### Problem
Quote the entries in full, character for character, without their images.

____ Material for this exercise

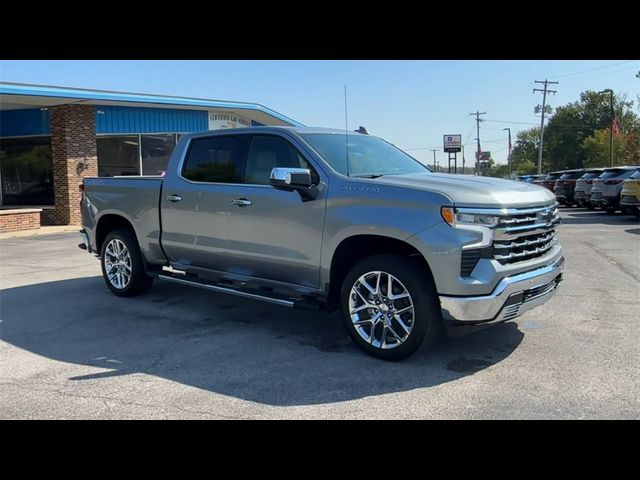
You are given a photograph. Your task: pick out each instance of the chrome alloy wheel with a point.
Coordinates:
(117, 262)
(381, 310)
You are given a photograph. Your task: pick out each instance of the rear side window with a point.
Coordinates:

________

### Final answer
You are given a photograph. Your task: pick out each instance of the chrome alloy wheel with a point.
Coordinates:
(117, 262)
(381, 310)
You are given a photograph. Your task: pick out each instance of the rear side window with a point.
Coordinates:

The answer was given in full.